Parts of the exercise.
a: Reproduce the passage on healthy heart habits word for word, starting with "Life’s Simple 7 recommends" and going on through "a healthy diet.".
b: Carry the article on heart-healthy habits and cancer risk further, picking up right after its final sentence.

Selected extract.
=== Section Start ===

Healthy Heart HabitsBy now, you surely know that eating a healthy diet, getting regular exercise, and controlling your cholesterol levels can help keep your heart in top shape. But did you know that these healthy heart habits can also cut your cancer risk?

According to researchers from Northwestern University Feinberg School of Medicine (NUFSM) in Chicago, individuals who live by the American Heart Association’s “Life’s Simple 7” steps for a healthy heart helps reduce your cancer risk by as much as 51 percent. They also found that benefits accrue to those who take even a few of the steps, with cancer risk going down with each added heart-healthy activity.

“We were gratified to know adherence to the Life’s Simple 7 goals was also associated with reduced incidence of cancer,” said Laura J. Rasmussen-Torvik lead author and assistant professor at NUFSM in Chicago. “This can help health professionals provide a clear, consistent message about the most important things people can do to protect their health and lower their overall risk for chronic diseases.”

Life’s Simple 7 recommends the following steps for a healthy heart:

  • Being physically active.
  • Keeping a healthy weight.
  • Eating a healthy diet.
  • Maintaining healthy cholesterol levels.
  • Keeping blood pressure down.
  • Regulating blood sugar levels.
  • Not smoking.

The study, published in the AHA journal Circulation, analyzed health records of more than 13,000 white and African-American men and women participating in the Atherosclerosis Risk in Communities study. At the start of the program, participants were asked and examined to determine which health factors they possessed.

=== Section End ===

Exercise data.

=== Section Start ===

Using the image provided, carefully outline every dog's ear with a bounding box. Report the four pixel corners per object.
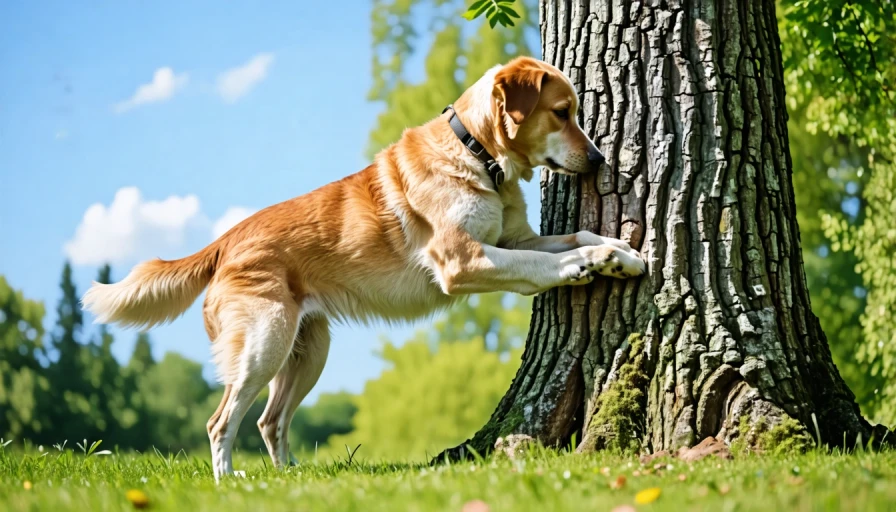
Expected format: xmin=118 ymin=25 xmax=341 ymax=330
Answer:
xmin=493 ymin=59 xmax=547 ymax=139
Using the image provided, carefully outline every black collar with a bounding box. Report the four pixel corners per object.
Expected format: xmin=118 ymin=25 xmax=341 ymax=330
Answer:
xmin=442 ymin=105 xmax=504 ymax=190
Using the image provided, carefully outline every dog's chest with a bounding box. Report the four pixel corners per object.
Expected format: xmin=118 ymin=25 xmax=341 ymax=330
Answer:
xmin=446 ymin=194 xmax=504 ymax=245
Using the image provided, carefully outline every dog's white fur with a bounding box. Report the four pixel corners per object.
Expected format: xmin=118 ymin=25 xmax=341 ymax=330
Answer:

=== Section End ===
=== Section Start ===

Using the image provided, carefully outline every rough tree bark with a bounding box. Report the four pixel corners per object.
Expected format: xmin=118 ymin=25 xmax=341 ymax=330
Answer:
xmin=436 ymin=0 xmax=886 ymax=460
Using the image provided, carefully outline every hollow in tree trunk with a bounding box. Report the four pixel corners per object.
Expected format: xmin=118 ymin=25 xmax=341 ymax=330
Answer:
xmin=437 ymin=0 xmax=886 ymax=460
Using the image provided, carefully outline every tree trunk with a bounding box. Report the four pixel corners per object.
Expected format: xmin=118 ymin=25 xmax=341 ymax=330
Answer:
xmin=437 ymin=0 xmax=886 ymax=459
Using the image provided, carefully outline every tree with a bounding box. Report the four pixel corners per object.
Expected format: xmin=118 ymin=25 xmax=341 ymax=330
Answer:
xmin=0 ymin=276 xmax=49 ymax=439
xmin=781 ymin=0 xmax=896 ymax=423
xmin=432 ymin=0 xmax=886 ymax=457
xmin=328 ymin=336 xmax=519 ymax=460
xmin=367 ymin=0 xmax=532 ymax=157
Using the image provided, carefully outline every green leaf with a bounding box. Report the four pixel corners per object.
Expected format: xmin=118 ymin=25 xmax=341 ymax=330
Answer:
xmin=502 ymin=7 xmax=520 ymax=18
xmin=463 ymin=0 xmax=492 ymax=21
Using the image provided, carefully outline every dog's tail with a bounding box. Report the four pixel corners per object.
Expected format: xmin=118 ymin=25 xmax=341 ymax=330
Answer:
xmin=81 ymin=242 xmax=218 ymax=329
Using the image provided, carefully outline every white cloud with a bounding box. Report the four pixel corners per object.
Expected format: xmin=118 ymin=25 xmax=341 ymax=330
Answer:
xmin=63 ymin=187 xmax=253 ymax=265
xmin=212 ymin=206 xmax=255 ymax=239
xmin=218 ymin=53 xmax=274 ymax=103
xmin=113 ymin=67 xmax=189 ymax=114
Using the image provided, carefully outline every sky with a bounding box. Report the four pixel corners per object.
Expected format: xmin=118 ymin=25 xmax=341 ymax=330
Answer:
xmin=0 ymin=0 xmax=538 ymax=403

=== Section End ===

Expected results.
a:
Life’s Simple 7 recommends the following steps for a healthy heart:

  • Being physically active.
  • Keeping a healthy weight.
  • Eating a healthy diet.

b:
Twenty years later, researchers looked at the cancer registries and hospital records and found that 2,880 of the participants developed various types of cancers including breast, colon, and lung. The team found that participants who stuck to six or seven of the “Simple 7” factors cut their risk of cancer by 51 percent compared with participants who met none of the factors. Those who met four factors led to a 33 percent risk reduction while those who met one or two criteria reduced their risk by 21 percent.

“We’re trying to help promote a comprehensive health message,” Rasmussen-Torvik said. “Quitting smoking is very important, but there are other factors you need to be aware of if you want to live a healthy life.

“This adds to the strong body of literature suggesting that it’s never too late to change, and that if you make changes like quitting smoking and improving your diet, you can reduce your risk for both cardiovascular disease and cancer.”